═══ Supplied entries

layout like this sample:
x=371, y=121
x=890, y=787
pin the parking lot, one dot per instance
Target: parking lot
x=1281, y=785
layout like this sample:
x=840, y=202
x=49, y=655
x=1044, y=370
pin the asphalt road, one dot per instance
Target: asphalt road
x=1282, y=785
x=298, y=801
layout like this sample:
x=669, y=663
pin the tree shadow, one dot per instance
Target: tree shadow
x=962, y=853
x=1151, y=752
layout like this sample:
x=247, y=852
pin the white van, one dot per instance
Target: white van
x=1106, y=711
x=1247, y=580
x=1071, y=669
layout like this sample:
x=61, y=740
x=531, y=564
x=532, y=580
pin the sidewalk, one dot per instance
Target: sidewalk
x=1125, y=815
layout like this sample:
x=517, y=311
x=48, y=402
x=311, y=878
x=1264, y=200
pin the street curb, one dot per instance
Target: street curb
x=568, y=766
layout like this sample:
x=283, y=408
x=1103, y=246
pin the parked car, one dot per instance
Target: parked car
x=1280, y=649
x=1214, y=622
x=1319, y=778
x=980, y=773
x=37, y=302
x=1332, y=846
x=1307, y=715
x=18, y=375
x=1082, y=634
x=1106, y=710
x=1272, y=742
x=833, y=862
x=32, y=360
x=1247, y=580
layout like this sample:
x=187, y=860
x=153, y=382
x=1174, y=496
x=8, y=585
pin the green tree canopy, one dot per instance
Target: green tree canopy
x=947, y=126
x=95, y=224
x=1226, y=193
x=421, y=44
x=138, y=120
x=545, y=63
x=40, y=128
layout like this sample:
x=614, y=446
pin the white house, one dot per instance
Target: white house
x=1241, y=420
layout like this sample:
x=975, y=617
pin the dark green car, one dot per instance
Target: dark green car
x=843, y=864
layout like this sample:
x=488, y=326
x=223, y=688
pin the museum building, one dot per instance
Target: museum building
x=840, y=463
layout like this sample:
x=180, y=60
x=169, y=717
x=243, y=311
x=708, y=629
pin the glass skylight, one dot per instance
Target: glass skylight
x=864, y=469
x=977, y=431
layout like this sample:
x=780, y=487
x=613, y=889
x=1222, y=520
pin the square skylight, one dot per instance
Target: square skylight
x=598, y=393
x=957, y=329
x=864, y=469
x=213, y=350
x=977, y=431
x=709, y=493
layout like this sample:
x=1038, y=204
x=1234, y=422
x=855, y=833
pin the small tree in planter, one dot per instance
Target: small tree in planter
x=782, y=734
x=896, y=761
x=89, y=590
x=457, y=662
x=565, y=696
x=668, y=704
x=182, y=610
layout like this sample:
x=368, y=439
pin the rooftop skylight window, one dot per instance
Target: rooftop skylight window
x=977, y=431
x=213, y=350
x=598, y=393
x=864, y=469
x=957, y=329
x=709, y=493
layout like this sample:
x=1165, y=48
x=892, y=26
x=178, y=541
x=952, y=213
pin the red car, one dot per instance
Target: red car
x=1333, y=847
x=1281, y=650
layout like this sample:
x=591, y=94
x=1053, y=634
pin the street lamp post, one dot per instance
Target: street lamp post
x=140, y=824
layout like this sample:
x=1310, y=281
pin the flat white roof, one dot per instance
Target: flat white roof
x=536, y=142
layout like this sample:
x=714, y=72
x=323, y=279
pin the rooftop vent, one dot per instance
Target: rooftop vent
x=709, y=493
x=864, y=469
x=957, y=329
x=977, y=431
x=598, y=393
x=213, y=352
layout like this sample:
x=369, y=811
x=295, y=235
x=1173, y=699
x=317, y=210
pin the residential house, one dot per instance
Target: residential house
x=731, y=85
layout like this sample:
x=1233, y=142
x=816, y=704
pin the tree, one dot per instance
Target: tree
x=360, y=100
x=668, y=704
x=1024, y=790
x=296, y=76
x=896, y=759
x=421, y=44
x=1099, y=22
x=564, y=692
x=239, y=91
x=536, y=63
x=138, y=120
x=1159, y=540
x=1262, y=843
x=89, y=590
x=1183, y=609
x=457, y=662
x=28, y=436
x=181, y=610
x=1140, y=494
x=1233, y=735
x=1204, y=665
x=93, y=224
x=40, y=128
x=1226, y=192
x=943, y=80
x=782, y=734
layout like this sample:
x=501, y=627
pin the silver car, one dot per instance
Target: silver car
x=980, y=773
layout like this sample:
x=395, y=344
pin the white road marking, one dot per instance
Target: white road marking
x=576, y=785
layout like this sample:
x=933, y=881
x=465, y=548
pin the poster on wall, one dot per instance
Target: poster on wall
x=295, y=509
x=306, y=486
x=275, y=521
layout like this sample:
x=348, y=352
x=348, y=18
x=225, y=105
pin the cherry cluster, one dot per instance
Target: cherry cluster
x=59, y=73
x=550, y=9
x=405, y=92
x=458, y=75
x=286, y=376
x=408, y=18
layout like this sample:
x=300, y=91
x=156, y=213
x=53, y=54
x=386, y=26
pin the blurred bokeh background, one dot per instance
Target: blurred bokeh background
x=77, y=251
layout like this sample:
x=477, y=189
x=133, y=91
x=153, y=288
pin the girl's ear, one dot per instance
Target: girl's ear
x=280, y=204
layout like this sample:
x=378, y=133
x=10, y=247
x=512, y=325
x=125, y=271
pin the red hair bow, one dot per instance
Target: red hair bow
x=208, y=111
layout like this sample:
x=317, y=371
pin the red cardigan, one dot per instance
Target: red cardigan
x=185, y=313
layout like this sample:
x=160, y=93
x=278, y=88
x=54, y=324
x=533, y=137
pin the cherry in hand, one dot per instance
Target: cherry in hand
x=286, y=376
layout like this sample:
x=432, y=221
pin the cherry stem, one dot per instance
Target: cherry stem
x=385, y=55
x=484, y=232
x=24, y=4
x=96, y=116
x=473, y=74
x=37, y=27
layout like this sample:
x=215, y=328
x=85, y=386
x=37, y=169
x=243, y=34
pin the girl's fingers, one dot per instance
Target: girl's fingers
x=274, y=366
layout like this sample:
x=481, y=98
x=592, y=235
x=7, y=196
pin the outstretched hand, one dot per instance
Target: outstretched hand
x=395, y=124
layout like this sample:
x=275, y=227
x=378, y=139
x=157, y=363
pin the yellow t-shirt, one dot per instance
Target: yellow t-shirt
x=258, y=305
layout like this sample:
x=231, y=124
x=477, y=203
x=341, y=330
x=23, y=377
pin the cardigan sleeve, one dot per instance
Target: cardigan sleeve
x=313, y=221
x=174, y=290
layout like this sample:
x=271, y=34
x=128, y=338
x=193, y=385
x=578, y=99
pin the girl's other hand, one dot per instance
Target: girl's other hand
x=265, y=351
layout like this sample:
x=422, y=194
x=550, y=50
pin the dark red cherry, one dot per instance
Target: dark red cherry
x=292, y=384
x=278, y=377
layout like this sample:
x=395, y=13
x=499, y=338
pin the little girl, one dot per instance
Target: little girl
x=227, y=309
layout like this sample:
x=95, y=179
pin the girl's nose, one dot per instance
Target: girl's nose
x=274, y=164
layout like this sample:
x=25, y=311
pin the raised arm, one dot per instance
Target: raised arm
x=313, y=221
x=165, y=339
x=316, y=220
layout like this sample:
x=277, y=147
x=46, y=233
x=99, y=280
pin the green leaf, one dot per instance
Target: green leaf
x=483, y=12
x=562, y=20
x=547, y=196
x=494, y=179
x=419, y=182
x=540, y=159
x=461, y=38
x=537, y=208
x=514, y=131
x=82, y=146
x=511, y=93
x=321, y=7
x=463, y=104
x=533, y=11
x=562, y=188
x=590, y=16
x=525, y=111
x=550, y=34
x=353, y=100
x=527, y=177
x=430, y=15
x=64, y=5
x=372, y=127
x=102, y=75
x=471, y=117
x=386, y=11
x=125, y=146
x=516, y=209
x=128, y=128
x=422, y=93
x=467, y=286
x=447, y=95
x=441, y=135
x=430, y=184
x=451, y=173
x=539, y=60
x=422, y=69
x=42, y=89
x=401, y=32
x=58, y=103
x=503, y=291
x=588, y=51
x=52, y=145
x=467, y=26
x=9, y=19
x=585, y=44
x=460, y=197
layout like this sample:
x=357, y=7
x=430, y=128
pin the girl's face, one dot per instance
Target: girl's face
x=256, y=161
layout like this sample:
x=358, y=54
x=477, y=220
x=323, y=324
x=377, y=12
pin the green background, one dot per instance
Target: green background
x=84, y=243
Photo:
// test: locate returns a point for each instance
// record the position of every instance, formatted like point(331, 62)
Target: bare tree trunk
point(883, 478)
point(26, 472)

══════

The exercise: Give only the number of lines in the rows above that contain the string "poster", counting case-sensitively.

Answer to this task: 2